Repeat the listing below in full, keeping every character as it is.
======== PROVIDED RECORDS
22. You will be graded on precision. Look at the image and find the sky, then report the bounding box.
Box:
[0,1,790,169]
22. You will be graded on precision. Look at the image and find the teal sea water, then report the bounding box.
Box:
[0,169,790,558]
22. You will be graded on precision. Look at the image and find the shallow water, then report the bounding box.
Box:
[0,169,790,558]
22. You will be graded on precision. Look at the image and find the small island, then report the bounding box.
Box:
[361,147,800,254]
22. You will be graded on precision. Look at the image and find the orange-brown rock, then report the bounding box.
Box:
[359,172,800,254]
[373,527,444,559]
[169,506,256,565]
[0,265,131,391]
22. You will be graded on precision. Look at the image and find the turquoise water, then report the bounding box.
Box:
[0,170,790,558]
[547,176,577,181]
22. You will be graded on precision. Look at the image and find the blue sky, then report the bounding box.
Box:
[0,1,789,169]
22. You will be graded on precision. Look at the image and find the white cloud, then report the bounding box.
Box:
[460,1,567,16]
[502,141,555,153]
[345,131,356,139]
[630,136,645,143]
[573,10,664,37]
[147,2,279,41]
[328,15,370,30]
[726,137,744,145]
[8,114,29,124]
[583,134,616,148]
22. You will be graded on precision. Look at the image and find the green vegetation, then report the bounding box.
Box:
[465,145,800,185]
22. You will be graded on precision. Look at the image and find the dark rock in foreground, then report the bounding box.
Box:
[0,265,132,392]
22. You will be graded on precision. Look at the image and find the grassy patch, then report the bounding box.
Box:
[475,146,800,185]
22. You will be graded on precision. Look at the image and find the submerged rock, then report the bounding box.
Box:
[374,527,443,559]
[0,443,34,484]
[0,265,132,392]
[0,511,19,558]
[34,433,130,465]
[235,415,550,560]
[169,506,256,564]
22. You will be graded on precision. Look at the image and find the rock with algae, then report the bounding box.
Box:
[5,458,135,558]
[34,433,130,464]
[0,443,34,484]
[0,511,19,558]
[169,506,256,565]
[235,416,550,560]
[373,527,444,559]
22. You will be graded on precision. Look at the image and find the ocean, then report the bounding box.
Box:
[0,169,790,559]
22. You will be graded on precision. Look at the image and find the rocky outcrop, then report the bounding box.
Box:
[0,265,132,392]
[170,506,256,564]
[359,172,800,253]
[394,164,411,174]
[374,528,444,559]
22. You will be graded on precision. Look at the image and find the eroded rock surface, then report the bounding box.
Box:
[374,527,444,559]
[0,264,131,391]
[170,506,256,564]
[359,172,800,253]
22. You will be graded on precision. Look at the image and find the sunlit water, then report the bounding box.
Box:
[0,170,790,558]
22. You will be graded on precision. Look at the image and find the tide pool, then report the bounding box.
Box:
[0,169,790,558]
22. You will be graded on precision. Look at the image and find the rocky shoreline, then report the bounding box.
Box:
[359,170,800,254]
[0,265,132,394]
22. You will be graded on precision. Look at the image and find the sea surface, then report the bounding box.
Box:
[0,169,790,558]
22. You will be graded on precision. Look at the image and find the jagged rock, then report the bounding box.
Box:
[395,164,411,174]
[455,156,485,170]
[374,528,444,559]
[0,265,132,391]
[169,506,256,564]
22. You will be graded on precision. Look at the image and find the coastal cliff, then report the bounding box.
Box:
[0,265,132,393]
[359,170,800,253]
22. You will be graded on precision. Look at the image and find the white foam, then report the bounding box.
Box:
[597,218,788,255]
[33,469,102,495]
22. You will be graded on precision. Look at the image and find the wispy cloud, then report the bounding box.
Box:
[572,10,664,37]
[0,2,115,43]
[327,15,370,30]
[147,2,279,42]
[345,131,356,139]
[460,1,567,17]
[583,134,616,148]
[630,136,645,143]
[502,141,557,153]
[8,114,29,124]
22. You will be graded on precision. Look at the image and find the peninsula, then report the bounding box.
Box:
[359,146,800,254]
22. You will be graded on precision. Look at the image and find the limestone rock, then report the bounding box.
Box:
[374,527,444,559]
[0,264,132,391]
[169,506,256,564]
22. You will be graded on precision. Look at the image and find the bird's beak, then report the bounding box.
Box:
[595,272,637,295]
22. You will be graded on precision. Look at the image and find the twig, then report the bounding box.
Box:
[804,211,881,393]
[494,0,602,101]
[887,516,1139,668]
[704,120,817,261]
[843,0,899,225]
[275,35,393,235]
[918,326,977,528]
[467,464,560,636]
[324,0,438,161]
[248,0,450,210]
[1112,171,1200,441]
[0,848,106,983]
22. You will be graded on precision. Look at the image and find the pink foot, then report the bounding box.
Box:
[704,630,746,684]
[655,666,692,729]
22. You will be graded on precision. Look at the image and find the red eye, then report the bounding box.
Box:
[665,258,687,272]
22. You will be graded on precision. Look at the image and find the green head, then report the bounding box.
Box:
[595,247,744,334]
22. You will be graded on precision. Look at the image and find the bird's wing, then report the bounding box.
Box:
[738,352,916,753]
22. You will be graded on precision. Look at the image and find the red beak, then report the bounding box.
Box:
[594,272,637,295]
================
TASK OUTPUT
22. You will be graded on precision. Look at the image and find the sky, then report the bounding box.
Box:
[0,1,790,169]
22. You will be graded on precision. Look at the image and find the teal sea water, then report the bounding box.
Box:
[0,169,790,558]
22. You will be graded on precision. Look at the image and find the shallow water, then report the bounding box.
Box:
[0,169,790,558]
22. You will be graded on precision. Look at the image and find the small island, then report the bounding box.
Box:
[361,147,800,254]
22. You will be graded on precision. Look at the image and find the orange-brown rock, then report the bounding box.
Box:
[359,172,800,254]
[373,527,444,559]
[169,506,256,565]
[0,265,131,391]
22. You will be graded on precision. Look at the image and find the turquoise water, then report the bounding box.
Box:
[0,170,790,558]
[547,176,577,181]
22. You will be graded on precision. Look at the image and find the blue sky, then report the bounding box.
Box:
[0,1,789,169]
22. You will be graded on precision. Look at the image and find the white cloud, then report the bounding box.
Box:
[460,1,567,16]
[502,141,555,153]
[345,131,356,139]
[630,136,645,143]
[573,10,664,37]
[147,2,279,41]
[328,15,370,30]
[726,137,744,145]
[8,114,29,124]
[583,134,616,148]
22. You will be graded on precision. Look at the image and find the green vegetation, then report the bounding box.
Box:
[465,145,800,185]
22. You will be graded on precision. Look at the image and find the dark rock in foreground, then report the bounding box.
Box:
[0,265,132,392]
22. You will be graded on precision. Look at the image and find the grassy patch, then report the bounding box.
Box:
[475,146,800,185]
22. You will be graded on precision. Look at the image and find the submerged rock, then report the bounding box.
Box:
[374,527,443,559]
[0,443,34,484]
[0,265,132,392]
[0,511,19,558]
[34,433,130,465]
[235,415,550,560]
[169,506,256,564]
22. You will be graded on precision. Look at the image and find the rock with algae, then report the bounding box.
Box:
[5,458,135,558]
[34,433,130,464]
[0,443,34,484]
[0,511,19,558]
[169,506,256,565]
[235,416,550,560]
[373,527,444,559]
22. You will be graded on precision. Look at the image and find the ocean, then report the bounding box.
Box:
[0,169,790,559]
22. You will be graded on precision. Look at the image and find the rocky outcrop, then report the bounding box.
Box:
[0,265,132,392]
[170,506,256,564]
[359,172,800,253]
[394,164,411,174]
[374,528,444,559]
22. You will be graded on precision. Look at the image and find the eroded rock surface, then report the bounding box.
Box:
[374,527,444,559]
[0,264,131,391]
[170,506,256,564]
[359,172,800,253]
22. You will be graded on precision. Look at the image and find the sunlit water, then report the bounding box.
Box:
[0,170,790,558]
22. You will be graded on precision. Look at the image and find the tide pool, then report the bounding box.
Box:
[0,169,790,558]
22. You will be graded on precision. Look at the image and find the rocky shoreline, then report the bounding box.
Box:
[359,170,800,254]
[0,265,132,394]
22. You will be graded on precision. Look at the image and find the sea surface, then report the bounding box.
Box:
[0,169,790,558]
22. You will be graded on precision. Look at the image and find the jagged rock, then report the bounding box.
Box:
[395,164,411,174]
[455,156,485,170]
[374,528,444,559]
[0,265,132,391]
[169,506,256,564]
22. You will be graded on precision. Look at the image and find the coastal cliff, then report the bounding box.
Box:
[0,265,132,393]
[359,170,800,253]
22. You will be graded on precision. Look at the image and find the white foam, then report the bounding box.
Box:
[597,218,788,255]
[33,469,102,495]
22. You will be graded on precision. Look at the image and find the wispy cloud, then report the bounding box.
Box:
[572,10,664,37]
[0,2,115,43]
[327,15,370,30]
[147,2,279,42]
[345,131,356,139]
[460,1,567,17]
[583,134,616,148]
[630,136,645,143]
[502,141,557,153]
[8,114,29,124]
22. You will be graded on precision. Look at the image and find the peninsula, then report the bounding box.
Box:
[359,146,800,254]
22. You will be graded on precision. Look at the image and find the limestone rock, then report the bounding box.
Box:
[374,527,444,559]
[0,264,132,391]
[169,506,256,564]
22. You will be graded on precision. Look at the image and find the bird's beak, then report the bounding box.
Box:
[595,272,637,295]
22. You will be graded on precision. Look at the image and find the twig, then report the bounding box.
Box:
[804,211,881,393]
[494,0,602,101]
[887,516,1139,668]
[704,120,817,261]
[843,0,899,225]
[275,35,393,235]
[918,326,977,528]
[467,464,560,636]
[324,0,438,161]
[248,0,450,210]
[1112,171,1200,441]
[0,848,106,983]
22. You will be graded on precision. Look at the image and find the pink foot, then report the bounding box.
Box:
[704,630,746,684]
[655,666,692,729]
22. You will be graded on precision. Look at the image and find the red eye, then report the bounding box.
Box:
[665,258,687,272]
22. You will be graded on precision. Look at the image and find the green head, then report the bounding box.
Box:
[595,247,744,334]
22. You will be graded on precision. Look at the image and find the bird's wing, then report the bounding box.
Box:
[738,352,916,753]
22. You will be graded on precision. Look at the image and find the red beak, then report the bounding box.
Box:
[594,272,637,295]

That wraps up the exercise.